■ STATED GOAL: Copy each of the following lines word for word.

■ LISTED ENTRIES:

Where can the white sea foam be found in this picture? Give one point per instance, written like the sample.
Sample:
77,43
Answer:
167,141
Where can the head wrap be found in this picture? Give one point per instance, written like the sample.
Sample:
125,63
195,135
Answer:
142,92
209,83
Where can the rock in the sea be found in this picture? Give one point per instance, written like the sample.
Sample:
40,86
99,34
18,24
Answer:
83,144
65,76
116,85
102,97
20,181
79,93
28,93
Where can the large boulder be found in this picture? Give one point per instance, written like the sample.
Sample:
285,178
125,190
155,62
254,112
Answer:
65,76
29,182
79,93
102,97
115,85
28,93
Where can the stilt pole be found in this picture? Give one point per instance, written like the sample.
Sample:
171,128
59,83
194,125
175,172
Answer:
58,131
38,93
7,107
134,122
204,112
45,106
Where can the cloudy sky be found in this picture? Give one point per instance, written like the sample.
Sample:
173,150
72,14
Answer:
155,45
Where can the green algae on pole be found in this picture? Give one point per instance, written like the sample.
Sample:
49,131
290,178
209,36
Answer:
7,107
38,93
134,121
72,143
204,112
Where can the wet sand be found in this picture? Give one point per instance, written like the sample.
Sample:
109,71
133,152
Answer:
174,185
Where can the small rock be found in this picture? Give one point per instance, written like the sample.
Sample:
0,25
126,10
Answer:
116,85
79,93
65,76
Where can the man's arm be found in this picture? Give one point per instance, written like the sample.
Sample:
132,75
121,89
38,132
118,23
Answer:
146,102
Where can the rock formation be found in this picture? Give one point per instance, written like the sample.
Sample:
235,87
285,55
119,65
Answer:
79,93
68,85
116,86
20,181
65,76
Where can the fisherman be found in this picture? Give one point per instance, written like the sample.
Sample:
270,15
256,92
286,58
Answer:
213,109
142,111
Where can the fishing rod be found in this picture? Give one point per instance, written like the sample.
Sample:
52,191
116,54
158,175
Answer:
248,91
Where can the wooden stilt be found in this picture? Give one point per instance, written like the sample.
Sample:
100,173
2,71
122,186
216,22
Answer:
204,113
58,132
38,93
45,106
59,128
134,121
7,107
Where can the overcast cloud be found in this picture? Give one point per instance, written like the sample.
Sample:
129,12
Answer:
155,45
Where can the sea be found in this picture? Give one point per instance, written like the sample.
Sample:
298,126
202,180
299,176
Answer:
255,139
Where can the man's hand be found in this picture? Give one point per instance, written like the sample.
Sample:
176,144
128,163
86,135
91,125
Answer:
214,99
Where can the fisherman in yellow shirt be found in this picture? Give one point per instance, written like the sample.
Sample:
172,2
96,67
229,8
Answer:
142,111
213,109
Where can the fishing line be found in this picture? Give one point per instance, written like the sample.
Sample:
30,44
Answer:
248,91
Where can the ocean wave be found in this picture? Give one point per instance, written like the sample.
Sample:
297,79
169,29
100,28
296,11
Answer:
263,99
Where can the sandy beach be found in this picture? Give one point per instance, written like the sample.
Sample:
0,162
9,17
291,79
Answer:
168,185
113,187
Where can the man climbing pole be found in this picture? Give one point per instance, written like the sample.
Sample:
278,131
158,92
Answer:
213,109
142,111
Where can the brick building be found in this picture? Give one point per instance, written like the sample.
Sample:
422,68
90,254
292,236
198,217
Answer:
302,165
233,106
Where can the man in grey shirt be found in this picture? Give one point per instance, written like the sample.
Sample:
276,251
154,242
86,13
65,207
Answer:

■ COMPLETED EXERCISE:
Where can the white sea foam be found in this picture? Give one point per instance, written like the sample.
Sample:
77,43
Answer:
167,141
Where can the head wrap be found in this picture? Give one point per instance, written like the sample.
Sample:
125,63
195,135
Answer:
142,92
209,83
Where can the rock in the sea be found in this picture? Give one point per instance, written like the sample.
Sample:
40,86
99,34
18,24
Answer:
83,144
65,76
116,85
102,97
20,181
79,93
28,93
Where can the large boulder be found in this picture? Give one point per instance, written like the sample.
Sample:
285,178
125,190
155,62
254,112
Answer:
65,76
29,182
79,93
102,97
115,85
28,93
Where can the stilt pole be found in this picture? Give one point per instance, written like the sample.
Sample:
171,128
59,83
194,125
175,172
Answer:
58,131
38,93
7,107
134,122
204,112
45,106
Where can the cloudy sky be found in this picture? Give one point per instance, written like the sample.
Sample:
173,150
72,14
Answer:
155,45
Where can the green algae on pole be found in this picture? Give one point per instance, written like the sample.
Sample:
49,131
290,178
209,36
Answer:
7,107
38,93
134,121
72,143
204,112
Where can the wet sand be found in this picture? Give one point per instance, written like the sample.
Sample:
109,71
133,152
Answer:
174,185
Where can the small rock be found in this picture? Give one point per instance, written like the sample.
Sample:
0,25
126,10
Answer:
116,85
79,93
65,76
Where can the man's arm be found in this picture? Give one point per instance, written like the sample.
Sample:
132,75
121,89
38,132
118,23
Answer:
146,102
Where can the rock formation be found in this picture? Give one point per instance, written like the sample.
Sample:
235,87
285,55
119,65
Answer:
79,93
68,85
116,86
20,181
65,76
Where can the fisherman be found in this picture? Give one point per instance, written like the sample.
Sample:
270,15
256,92
286,58
Answer:
213,109
142,111
Where can the fishing rod be found in this picture? Give one point per instance, written like the sample.
Sample:
52,191
116,54
158,175
Answer:
248,91
Where can the wooden stilt be found in this picture? Give one point per instance, written like the sample.
Sample:
100,173
2,71
122,186
216,22
Answer:
204,113
58,132
38,93
45,106
59,128
134,121
7,107
Where can the overcast cloud be found in this picture? Give one point per instance, written like the sample.
Sample:
129,12
Answer:
155,45
Where can the sea be found in this picture? Give one point per instance, written like the sample.
Sample:
298,126
202,180
299,176
Answer:
255,139
Where can the man's hand be found in this picture? Give one point per instance, written like the sample.
Sample:
176,144
128,163
86,135
91,125
Answer:
214,99
Where can the fisherman in yellow shirt be found in this picture? Give one point per instance, written like the sample.
Sample:
172,2
96,67
229,8
Answer:
142,111
213,109
Where can the fishing line be found in this picture? Give one point per instance, written like the sample.
Sample:
30,44
Answer:
248,91
Where can the ocean wave be found in this picture? Give one point per instance, written like the sample.
Sample:
297,79
169,29
100,28
296,11
Answer:
263,99
Where can the sandy beach be found in this picture? Give one point per instance, written like the sample.
Sample:
0,162
9,17
291,79
Answer:
168,185
113,187
Where can the man climbing pole be found in this picture? Give one point per instance, written like the sample.
Sample:
278,131
158,92
Answer:
213,109
142,111
Where can the brick building be found in this picture? Give one point per instance, written like the sample.
Sample:
422,68
90,254
292,236
198,217
Answer:
302,165
233,106
Where can the man in grey shirt be found in this picture? Give one point per instance, written like the sample.
Sample:
276,251
154,242
86,13
65,207
Answer:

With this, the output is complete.